3.3 The scope of the services shall be determined by the current product/service description at the time the contract is concluded. Additional and / or subsequent changes to the product / service descriptions shall require written form.
3.4 Reviews under competition law shall only be the responsibility of the Agency if this has been expressly agreed (in writing).
3.5 Templates and drafts provided by the Agency shall only be binding in terms of colour, image, line or sound design if their corresponding possibility of realisation has been confirmed in writing by the Agency.
4 Placing of orders with third parties, discounts
4.1 The Agency shall be entitled to carry out the work assigned to it itself or to commission third parties to do so.
4.2 Orders for the production of advertising material in the creation of which the Agency has participated in accordance with the contract shall be made in the name and for the account of the Client. The Agency shall be free to place the orders with third parties in its own name and for its own account. In such cases, the costs shall be passed on to the Client.
4.3 The Agency shall not be liable for defective performance of the advertising media. However, in the event of defective performance, the Agency undertakes to assign its warranty claims against the advertising medium to the Client as compensation for the exclusion of warranty.
5 Delivery, delivery periods, transfer of risk (*For changes, see clause 19)
5.1 Unless otherwise agreed, the delivery times stated by the Agency shall be approximate only – the Agency shall comply with them as far as possible. Delivery periods shall commence on the date of the order confirmation, but not before all performance prerequisites to be created by the Client have been met, in particular not before the Client has duly fulfilled any obligations to cooperate (e.g. procurement of documents and materials, approvals, provision of information, preparation of service catalogues / specifications) and before receipt of a payment which is due as agreed either before delivery or defined with a payment term of 14 days and the dates have been confirmed in writing by the Agency.
5.2 The Agency’s delivery obligations shall be deemed to have been fulfilled as soon as the Agency has notified the Client that the work and services are ready for dispatch or collection.

Instructions to follow - According to the contract terms, when are the Agency's delivery obligations deemed fulfilled? Answer from the contract text only.

[Image annotation data]
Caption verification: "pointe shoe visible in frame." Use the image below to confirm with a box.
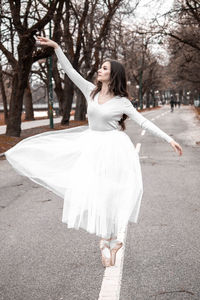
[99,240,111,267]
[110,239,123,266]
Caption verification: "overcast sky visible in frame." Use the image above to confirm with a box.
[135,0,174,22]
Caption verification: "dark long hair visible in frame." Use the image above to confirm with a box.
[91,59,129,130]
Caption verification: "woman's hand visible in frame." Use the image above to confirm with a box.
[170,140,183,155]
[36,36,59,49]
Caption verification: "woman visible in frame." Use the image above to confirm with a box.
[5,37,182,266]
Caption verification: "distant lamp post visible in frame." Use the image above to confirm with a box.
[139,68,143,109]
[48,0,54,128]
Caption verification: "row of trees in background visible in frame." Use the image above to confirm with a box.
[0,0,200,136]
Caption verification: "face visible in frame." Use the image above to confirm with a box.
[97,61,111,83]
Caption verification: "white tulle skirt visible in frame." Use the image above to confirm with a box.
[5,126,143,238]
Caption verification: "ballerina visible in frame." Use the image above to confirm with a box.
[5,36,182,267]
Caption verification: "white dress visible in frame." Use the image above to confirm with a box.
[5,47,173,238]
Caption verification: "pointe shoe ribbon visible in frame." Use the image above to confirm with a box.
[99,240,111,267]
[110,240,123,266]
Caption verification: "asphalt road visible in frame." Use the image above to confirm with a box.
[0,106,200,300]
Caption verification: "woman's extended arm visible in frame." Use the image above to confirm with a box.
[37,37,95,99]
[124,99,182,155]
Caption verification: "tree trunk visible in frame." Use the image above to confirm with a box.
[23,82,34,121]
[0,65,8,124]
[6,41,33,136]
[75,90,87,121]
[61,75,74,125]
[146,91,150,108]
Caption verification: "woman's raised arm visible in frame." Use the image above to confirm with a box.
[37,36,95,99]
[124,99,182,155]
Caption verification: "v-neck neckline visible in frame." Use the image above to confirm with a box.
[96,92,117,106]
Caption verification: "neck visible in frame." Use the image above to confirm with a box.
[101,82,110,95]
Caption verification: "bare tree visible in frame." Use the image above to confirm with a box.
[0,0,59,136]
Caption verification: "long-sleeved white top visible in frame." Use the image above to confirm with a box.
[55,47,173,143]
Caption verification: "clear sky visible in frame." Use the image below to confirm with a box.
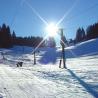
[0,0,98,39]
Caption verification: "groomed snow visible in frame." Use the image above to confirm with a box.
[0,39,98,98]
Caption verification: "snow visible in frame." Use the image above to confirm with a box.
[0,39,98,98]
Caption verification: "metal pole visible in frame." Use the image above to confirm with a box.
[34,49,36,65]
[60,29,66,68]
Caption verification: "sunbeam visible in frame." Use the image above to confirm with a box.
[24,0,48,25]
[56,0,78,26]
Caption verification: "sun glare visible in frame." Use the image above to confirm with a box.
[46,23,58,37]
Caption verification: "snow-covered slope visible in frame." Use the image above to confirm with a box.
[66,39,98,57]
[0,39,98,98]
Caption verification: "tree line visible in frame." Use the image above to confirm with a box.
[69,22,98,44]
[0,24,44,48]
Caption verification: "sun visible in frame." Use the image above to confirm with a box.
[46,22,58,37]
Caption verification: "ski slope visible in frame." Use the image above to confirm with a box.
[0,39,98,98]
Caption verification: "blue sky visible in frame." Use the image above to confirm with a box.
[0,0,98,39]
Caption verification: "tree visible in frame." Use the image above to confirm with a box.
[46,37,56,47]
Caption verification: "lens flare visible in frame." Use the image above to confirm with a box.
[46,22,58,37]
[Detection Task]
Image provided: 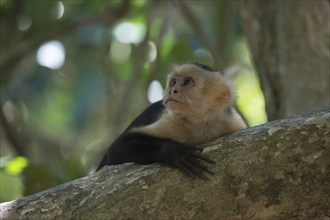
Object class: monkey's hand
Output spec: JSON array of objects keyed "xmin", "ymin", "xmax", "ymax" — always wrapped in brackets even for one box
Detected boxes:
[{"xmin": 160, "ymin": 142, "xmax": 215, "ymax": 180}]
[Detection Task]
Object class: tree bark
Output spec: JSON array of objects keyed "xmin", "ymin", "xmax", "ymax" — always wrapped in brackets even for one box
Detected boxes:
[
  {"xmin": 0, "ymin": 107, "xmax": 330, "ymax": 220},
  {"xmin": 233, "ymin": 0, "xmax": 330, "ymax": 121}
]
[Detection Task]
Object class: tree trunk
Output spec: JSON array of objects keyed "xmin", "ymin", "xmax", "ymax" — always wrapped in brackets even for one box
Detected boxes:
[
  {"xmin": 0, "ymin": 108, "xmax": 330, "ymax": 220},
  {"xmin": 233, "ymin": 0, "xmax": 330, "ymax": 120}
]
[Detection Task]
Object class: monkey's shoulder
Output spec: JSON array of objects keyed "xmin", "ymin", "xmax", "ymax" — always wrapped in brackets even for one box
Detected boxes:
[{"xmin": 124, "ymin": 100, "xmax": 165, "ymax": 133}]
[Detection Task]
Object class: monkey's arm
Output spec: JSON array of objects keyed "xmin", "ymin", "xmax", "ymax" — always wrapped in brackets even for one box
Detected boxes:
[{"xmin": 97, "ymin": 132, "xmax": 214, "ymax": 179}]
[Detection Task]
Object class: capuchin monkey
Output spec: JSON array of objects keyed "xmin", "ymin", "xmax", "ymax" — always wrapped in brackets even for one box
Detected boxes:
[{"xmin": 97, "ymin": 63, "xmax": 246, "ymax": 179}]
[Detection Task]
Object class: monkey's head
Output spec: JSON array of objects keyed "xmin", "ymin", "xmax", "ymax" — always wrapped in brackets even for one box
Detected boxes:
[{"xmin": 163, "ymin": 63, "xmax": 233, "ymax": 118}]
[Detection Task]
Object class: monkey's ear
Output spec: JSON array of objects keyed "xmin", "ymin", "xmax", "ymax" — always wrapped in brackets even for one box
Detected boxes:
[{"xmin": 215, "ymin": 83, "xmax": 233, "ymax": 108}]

* * *

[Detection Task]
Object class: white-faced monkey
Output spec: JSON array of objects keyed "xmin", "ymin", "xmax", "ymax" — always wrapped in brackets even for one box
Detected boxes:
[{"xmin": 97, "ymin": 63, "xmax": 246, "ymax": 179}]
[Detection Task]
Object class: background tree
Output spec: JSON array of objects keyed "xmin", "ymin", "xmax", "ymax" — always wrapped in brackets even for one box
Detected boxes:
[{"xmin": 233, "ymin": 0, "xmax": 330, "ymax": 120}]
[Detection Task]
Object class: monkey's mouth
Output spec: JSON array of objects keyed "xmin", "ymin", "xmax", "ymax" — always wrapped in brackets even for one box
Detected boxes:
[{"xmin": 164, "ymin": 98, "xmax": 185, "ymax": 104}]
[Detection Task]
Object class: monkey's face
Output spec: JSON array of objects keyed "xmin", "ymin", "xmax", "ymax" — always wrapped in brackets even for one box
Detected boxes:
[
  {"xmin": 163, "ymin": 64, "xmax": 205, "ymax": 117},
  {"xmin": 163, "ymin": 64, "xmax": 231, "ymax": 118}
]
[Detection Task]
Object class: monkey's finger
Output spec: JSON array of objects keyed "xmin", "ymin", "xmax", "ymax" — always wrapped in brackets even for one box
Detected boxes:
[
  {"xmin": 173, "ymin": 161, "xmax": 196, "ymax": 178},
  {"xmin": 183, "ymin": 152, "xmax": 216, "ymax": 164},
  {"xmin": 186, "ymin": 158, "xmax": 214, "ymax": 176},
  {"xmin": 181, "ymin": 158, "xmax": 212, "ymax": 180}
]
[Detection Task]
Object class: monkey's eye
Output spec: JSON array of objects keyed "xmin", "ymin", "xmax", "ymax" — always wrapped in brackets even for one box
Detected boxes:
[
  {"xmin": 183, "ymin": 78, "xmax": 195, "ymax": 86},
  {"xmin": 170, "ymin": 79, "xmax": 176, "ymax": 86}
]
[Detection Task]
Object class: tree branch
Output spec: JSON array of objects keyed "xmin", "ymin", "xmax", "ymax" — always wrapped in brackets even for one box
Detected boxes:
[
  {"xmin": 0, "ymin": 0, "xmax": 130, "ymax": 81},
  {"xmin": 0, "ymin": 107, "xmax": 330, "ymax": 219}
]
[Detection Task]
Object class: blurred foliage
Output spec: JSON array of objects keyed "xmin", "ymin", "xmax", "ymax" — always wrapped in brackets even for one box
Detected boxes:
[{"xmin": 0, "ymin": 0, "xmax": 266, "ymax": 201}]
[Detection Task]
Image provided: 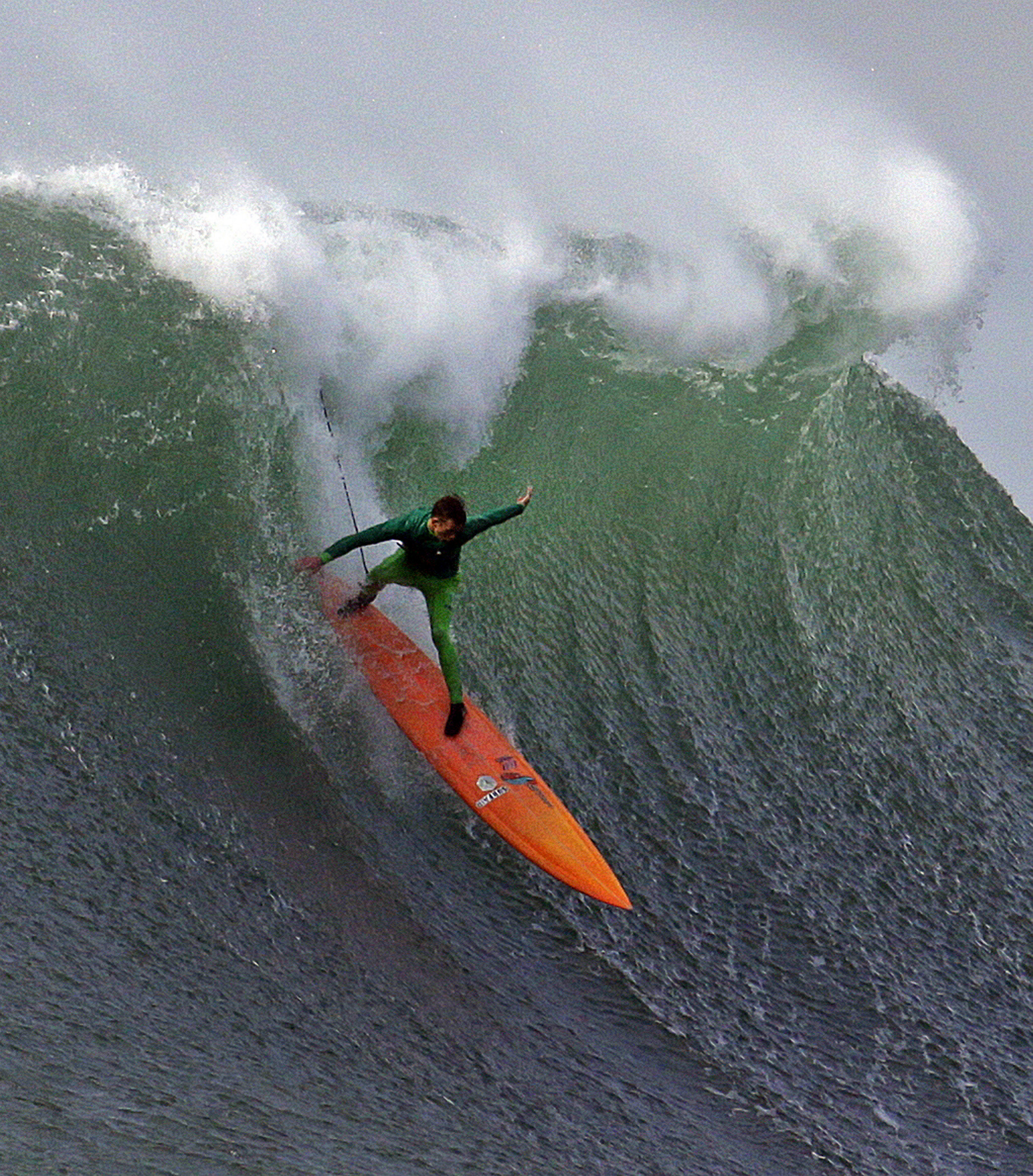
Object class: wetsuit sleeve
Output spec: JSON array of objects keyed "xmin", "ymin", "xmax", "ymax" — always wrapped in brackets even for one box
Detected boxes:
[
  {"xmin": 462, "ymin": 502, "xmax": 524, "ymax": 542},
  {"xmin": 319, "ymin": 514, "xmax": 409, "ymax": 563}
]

The completed task - They are deemed fulfilled as soon as the Agency has notified the Client that the work and services are ready for dispatch or collection.